> **EXERCISE**
Reproduce the part of the listing from the line that contains "like (245, 699)." through the line that contains "(1064, 745)", including both of those lines, unchanged. Give nothing else.

> **DATASET ROWS**
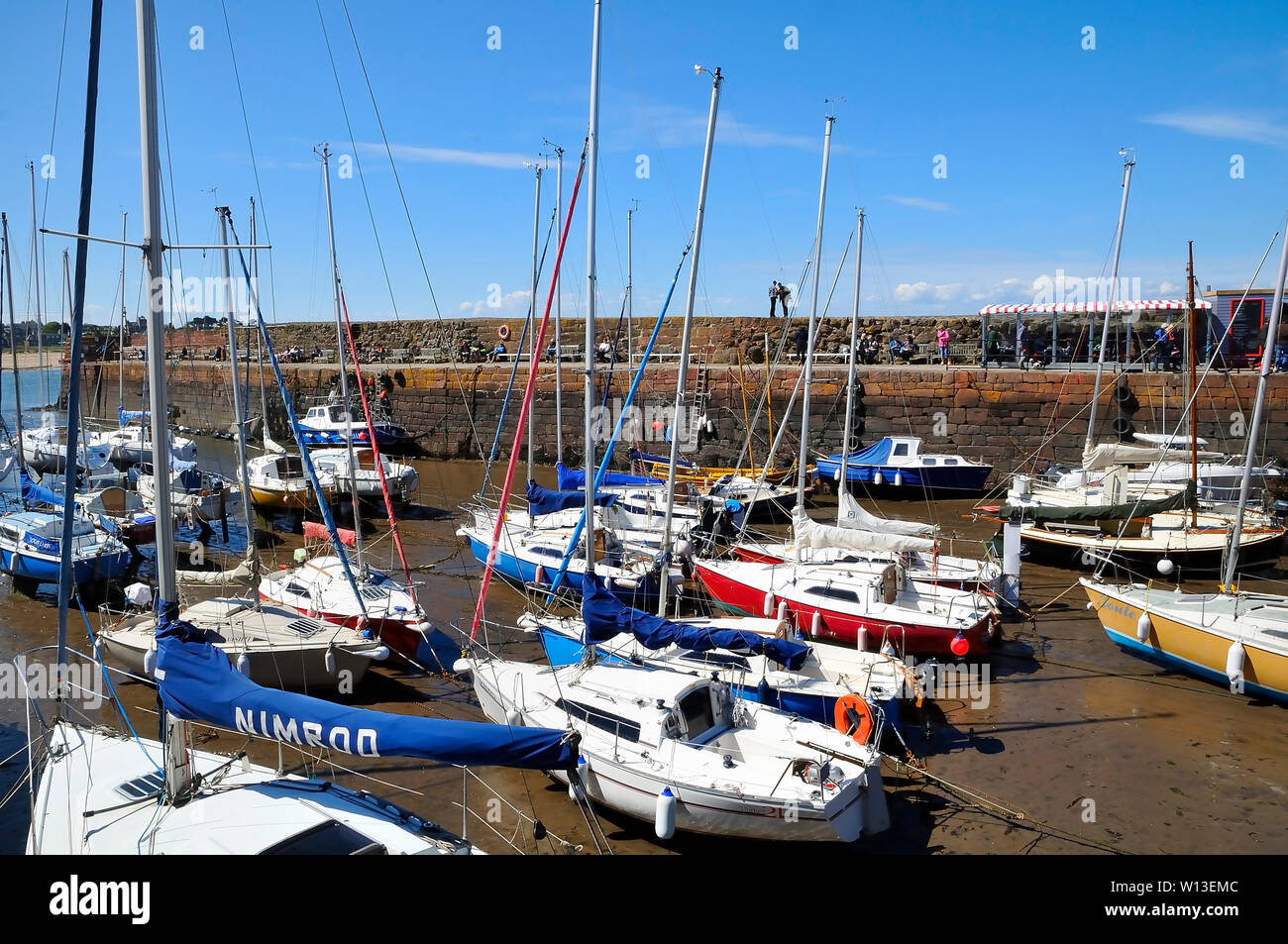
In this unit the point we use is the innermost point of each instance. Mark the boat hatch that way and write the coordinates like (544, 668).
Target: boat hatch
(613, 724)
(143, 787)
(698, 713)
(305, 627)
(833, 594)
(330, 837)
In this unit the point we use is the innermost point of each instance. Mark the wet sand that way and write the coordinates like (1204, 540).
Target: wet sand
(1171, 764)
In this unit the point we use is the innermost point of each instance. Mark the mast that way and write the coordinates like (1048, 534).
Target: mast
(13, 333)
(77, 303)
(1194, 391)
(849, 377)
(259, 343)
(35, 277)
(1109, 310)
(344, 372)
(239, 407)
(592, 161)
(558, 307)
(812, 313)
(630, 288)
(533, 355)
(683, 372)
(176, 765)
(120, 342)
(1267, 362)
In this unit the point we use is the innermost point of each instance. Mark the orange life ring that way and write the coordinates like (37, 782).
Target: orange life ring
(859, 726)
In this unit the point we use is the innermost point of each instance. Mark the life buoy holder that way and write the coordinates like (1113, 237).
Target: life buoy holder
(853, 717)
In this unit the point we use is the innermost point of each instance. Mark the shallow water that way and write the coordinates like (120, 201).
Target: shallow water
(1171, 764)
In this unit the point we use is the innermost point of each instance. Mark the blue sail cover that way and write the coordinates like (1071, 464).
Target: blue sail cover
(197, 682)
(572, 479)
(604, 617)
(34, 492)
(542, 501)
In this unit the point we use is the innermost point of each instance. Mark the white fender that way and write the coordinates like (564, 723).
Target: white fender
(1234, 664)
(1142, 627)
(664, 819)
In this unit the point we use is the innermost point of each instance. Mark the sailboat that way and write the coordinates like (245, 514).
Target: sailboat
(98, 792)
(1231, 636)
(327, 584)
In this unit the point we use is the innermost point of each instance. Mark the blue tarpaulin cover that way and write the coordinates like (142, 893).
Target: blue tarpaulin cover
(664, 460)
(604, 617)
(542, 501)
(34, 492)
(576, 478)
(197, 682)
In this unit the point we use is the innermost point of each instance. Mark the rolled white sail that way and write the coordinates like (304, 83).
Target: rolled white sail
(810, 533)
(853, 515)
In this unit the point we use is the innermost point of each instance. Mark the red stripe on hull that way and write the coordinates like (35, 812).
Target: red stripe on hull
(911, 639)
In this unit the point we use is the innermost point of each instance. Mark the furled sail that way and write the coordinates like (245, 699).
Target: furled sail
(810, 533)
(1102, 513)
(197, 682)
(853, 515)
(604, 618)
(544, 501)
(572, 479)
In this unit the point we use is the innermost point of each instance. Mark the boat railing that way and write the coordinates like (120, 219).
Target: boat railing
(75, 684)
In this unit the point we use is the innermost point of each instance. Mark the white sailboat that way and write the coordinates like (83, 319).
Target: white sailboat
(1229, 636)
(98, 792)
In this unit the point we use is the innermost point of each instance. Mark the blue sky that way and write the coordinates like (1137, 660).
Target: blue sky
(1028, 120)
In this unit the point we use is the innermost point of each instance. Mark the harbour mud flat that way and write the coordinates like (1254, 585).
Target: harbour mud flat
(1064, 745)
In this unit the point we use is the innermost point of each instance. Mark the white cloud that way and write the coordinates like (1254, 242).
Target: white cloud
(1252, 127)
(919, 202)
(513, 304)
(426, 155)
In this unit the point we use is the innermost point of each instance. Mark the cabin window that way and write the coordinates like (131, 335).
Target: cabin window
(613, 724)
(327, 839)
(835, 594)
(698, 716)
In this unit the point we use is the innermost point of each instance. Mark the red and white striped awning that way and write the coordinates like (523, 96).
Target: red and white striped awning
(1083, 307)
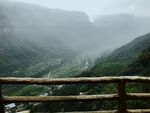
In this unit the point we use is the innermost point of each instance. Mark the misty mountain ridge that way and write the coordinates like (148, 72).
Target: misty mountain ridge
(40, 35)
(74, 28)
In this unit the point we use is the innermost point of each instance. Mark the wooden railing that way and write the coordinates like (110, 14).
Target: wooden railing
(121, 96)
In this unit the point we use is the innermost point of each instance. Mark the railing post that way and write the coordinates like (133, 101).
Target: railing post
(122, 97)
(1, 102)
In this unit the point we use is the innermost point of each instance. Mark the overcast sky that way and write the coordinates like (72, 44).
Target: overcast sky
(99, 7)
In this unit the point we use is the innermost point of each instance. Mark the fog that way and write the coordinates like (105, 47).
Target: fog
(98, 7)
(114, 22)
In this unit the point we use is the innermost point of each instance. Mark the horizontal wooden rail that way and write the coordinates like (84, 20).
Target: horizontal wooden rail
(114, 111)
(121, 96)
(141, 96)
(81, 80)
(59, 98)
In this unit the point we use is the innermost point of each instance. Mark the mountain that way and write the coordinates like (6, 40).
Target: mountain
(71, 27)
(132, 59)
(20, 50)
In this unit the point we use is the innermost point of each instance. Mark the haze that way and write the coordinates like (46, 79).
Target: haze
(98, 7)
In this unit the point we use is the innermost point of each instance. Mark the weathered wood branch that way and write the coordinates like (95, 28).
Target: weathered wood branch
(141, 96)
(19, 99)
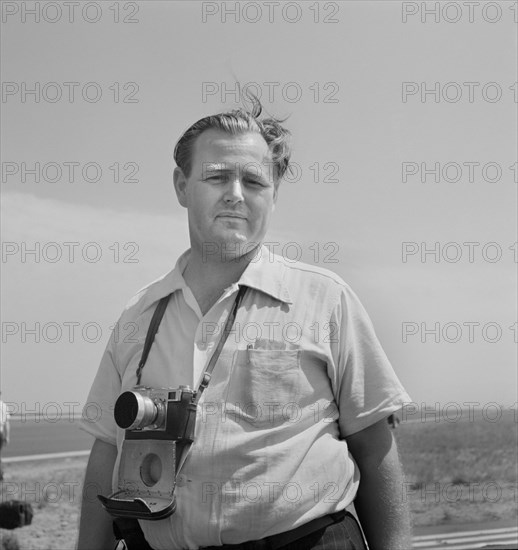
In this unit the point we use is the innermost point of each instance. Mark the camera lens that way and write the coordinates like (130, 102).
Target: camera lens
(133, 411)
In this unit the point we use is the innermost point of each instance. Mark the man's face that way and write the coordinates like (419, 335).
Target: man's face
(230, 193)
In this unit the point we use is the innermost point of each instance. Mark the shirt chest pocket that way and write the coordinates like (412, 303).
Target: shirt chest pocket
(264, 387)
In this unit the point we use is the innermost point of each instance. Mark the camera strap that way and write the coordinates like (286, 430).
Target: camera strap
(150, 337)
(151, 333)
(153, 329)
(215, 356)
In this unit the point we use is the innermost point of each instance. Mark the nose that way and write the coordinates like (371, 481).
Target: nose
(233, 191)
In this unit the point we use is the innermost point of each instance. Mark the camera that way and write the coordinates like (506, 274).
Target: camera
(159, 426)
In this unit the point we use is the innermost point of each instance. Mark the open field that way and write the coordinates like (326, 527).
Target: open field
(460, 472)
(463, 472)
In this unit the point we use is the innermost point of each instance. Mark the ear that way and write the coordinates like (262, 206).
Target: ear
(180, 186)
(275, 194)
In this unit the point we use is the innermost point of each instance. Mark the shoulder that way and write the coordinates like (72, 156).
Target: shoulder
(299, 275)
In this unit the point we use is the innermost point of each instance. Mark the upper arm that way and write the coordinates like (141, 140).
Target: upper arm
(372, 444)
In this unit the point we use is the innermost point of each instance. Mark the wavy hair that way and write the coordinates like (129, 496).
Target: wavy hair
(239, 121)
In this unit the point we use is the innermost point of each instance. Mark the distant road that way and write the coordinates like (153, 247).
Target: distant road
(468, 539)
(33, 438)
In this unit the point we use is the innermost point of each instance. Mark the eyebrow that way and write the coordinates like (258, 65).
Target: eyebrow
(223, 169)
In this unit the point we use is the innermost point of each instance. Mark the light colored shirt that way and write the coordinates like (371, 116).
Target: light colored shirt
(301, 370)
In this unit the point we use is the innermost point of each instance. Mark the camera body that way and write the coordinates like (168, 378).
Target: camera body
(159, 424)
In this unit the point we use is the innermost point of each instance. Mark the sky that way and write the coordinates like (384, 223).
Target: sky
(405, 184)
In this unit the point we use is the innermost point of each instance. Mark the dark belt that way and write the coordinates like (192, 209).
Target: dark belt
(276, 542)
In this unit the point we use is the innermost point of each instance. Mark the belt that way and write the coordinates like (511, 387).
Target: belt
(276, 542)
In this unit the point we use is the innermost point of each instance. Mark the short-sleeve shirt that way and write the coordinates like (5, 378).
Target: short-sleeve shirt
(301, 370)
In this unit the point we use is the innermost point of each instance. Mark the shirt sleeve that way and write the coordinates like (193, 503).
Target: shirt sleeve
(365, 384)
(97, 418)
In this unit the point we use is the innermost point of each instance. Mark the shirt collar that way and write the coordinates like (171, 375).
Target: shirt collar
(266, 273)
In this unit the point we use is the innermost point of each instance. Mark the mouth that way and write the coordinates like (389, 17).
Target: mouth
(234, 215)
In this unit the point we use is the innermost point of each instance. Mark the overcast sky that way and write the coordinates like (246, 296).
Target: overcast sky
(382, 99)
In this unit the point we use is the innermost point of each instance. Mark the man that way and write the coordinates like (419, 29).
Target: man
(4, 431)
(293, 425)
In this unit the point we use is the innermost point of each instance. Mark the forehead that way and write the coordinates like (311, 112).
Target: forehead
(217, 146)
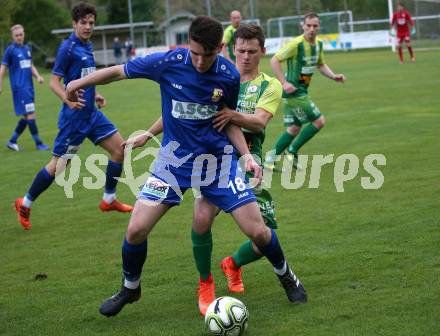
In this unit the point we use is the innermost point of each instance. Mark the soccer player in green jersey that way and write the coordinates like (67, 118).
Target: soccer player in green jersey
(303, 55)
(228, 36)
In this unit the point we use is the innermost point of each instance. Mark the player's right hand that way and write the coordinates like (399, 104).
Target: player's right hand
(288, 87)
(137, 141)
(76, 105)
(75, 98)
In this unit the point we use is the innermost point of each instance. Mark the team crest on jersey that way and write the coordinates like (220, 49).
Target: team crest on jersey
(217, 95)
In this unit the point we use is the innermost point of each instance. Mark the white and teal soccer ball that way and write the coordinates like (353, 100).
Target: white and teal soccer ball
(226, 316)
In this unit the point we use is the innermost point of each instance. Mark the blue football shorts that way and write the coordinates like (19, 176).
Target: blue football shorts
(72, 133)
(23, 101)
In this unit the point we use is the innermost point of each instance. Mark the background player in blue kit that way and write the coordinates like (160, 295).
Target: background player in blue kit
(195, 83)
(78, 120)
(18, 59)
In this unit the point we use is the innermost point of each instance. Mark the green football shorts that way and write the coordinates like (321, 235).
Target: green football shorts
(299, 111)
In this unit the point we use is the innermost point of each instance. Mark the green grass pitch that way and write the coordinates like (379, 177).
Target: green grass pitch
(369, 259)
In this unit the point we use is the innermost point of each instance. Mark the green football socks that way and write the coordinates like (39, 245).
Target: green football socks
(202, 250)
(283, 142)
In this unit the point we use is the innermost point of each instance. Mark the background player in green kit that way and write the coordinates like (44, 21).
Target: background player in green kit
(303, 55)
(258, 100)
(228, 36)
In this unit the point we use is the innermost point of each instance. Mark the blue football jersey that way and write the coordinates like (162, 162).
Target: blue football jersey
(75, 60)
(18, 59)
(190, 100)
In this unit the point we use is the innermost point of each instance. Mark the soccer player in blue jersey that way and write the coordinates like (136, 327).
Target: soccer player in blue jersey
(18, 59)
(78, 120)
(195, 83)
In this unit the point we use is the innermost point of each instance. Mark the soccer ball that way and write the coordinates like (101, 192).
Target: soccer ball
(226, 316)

> **ANSWER TO THIS TASK**
In this unit the point we use is the innermost point of each instance. Mark the furled sail that way and write the coordinates like (245, 699).
Target: furled sail
(810, 533)
(1102, 513)
(197, 682)
(853, 515)
(604, 618)
(544, 501)
(572, 479)
In this unit the point we use is the innermost point of each instance. Mark the boat railing that way and write the coordinates like (120, 219).
Target: boat railing
(75, 684)
In this unit the point we use is the innermost point of each instance. Mark the white sailboat that way and write the coordinates like (83, 319).
Target: white sailboat
(1229, 636)
(98, 792)
In this unit the point we use is the innermost point of each instance. Mark the blue sky that way and write the coordinates like (1137, 660).
Target: blue sky
(1028, 120)
In this unit the point we use is the innermost point of each instance. Mark the harbour mud flat that way and write the coordinates like (1254, 585).
Target: harbour mud flat
(1064, 745)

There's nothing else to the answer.